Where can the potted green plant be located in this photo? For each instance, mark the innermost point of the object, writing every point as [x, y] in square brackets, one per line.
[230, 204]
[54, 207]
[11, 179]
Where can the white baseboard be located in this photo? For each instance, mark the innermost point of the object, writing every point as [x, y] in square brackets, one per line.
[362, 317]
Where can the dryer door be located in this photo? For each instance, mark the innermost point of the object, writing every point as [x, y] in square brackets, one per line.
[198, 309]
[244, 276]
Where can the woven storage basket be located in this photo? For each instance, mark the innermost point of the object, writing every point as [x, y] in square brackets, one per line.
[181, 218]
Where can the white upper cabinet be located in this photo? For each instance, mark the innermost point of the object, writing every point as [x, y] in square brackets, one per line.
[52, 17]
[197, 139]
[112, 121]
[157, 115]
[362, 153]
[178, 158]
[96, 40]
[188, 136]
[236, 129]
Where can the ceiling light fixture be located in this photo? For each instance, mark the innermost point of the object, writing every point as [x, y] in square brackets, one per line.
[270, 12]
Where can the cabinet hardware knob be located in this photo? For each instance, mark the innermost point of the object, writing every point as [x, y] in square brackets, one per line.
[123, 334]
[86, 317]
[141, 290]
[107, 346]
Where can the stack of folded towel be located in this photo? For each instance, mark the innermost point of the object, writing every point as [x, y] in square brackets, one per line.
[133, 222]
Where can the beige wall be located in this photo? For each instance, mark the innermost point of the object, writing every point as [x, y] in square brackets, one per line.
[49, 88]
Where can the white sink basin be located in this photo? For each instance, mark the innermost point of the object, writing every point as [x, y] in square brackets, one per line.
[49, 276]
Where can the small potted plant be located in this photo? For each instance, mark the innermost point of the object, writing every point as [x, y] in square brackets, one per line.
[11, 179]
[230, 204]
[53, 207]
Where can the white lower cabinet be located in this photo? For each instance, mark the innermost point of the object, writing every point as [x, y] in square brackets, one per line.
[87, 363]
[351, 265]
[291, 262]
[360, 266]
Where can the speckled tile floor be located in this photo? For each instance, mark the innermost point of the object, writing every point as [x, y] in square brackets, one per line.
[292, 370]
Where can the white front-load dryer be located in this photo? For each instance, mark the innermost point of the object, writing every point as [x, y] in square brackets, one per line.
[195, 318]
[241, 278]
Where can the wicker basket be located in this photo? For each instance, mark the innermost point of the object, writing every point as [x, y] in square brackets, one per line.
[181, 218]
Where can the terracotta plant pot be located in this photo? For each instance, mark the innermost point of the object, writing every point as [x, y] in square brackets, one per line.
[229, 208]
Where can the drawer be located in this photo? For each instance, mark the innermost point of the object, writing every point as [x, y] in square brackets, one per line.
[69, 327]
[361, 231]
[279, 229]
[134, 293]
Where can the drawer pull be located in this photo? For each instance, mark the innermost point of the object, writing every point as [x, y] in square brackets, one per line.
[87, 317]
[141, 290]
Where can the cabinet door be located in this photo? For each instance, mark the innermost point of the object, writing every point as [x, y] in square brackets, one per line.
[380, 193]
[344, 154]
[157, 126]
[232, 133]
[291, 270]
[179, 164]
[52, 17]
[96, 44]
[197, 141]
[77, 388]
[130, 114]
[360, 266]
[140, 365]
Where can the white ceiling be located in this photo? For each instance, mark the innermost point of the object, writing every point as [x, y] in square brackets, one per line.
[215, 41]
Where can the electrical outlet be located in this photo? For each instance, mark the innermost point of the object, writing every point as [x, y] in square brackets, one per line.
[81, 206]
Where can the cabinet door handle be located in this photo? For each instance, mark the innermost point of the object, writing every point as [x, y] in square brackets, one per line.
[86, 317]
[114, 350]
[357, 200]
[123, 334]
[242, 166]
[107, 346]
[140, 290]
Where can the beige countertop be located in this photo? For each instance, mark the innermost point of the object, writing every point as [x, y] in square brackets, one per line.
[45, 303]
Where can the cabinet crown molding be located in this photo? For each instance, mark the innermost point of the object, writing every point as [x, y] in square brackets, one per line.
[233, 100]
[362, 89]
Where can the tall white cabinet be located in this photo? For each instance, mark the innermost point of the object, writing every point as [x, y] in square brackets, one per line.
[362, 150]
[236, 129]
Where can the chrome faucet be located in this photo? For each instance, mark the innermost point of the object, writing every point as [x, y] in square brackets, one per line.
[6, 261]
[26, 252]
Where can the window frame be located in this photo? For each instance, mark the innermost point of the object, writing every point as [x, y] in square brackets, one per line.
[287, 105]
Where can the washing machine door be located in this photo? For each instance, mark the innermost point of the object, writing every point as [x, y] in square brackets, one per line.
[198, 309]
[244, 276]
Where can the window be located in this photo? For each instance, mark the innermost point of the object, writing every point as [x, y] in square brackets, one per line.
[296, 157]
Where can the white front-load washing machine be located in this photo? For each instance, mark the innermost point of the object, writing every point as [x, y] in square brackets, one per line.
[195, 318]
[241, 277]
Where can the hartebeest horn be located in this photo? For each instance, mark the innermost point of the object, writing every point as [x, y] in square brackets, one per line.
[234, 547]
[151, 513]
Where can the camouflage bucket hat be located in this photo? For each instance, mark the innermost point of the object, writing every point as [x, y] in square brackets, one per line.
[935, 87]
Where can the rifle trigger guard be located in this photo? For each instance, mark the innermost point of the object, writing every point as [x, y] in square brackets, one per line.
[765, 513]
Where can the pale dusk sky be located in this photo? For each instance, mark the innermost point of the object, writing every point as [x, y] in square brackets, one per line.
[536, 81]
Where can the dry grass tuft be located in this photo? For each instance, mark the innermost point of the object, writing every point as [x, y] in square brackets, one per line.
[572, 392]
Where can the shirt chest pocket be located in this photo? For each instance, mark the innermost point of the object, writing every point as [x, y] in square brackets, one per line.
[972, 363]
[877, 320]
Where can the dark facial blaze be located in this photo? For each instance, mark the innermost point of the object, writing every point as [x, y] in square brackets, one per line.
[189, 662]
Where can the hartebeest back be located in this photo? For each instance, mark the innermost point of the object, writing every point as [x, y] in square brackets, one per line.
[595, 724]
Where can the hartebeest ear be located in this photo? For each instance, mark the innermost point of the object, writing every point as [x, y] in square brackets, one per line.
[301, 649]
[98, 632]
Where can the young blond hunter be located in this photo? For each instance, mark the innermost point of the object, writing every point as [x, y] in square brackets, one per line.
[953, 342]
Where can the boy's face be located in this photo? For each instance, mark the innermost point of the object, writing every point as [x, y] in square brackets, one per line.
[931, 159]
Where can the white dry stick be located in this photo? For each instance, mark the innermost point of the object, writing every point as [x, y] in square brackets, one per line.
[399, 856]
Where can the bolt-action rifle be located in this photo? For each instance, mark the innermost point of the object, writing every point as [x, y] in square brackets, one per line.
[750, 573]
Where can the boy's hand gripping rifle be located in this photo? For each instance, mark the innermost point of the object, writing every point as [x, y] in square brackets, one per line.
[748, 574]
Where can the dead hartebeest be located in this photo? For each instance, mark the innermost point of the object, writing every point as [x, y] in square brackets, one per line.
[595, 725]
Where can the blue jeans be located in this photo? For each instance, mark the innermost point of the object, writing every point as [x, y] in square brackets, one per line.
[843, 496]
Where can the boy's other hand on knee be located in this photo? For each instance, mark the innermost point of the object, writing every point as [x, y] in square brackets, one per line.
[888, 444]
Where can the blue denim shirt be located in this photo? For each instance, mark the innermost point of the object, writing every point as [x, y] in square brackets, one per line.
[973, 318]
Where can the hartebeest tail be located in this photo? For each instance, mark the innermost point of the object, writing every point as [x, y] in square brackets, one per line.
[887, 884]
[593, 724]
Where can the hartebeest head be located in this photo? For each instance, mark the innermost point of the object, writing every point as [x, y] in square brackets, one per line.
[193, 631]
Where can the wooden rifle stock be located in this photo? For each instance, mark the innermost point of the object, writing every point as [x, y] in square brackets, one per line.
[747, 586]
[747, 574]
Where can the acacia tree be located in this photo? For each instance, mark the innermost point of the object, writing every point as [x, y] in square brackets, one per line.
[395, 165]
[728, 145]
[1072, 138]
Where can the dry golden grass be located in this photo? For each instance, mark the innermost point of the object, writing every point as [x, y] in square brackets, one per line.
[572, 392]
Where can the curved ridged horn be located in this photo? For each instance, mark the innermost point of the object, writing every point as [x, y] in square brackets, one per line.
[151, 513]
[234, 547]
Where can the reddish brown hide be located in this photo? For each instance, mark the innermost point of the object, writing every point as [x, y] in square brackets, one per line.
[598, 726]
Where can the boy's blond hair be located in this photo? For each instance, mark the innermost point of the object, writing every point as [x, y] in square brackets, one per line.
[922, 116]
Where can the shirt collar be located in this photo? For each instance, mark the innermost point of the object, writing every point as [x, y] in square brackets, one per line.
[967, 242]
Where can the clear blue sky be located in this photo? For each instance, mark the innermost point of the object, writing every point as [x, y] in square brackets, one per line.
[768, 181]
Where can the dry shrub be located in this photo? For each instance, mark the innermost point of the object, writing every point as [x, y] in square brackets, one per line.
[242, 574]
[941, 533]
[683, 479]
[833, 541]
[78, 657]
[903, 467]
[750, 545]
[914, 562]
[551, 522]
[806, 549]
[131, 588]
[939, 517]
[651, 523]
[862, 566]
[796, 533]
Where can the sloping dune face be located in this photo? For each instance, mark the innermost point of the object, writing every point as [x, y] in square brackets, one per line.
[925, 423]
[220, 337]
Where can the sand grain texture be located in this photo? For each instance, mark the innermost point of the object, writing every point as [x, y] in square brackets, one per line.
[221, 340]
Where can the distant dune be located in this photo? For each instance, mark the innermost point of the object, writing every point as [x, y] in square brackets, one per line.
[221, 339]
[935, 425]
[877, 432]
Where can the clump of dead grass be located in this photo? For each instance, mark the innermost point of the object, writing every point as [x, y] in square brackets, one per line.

*****

WHAT NEEDS TO BE DONE:
Your task is to reproduce, exactly and exclusively, the lines from the one holding "Where can the reddish" through the final line of the listing.

EXERCISE RESULT:
Where can the reddish brown hide be located in this photo? For each instance, mark the innermost point of the object, writing every point as [x, y] in square brackets, one per line.
[598, 726]
Where can the boy's blond hair be located in this photo? For each instance, mark the innermost point of the object, writing every point as [x, y] in square brackets, one per line.
[922, 116]
Where can the shirt collar be located in this photo? For each instance, mark the innermost point of the object, writing every point as [x, y] in square brackets, one per line.
[967, 242]
Where can the clear blue sky be located in this photo? For each instance, mark the innermost point of the object, writing every point as [x, y] in square brackets, one per line.
[768, 181]
Where can the dry shrub be located in this photo? For each instance, mark the innermost point of the object, writing every point as [x, y] in square brackets, one per line.
[242, 574]
[941, 533]
[683, 479]
[833, 541]
[78, 657]
[903, 467]
[750, 545]
[914, 562]
[551, 522]
[806, 549]
[131, 588]
[939, 517]
[651, 523]
[862, 566]
[796, 533]
Where can the sloping dune face be located in this photo? For each instance, mark the innermost point of the object, writing every point as [x, y] in square brackets, one per line.
[925, 423]
[220, 337]
Where can the sand grain texture be located in this photo? For each instance, mark the innermost point of the object, writing every point as [x, y] in square brackets, one per line.
[221, 340]
Where can the distant dune be located in this photo? For each instance, mark the innermost point of the object, writing every point as [x, y] in square brackets, one per line.
[221, 339]
[935, 425]
[877, 432]
Where can the clump of dead grass be located in this photo? For each instance, mark the innermost point of the object, writing every point as [x, y] in square brackets, one per line.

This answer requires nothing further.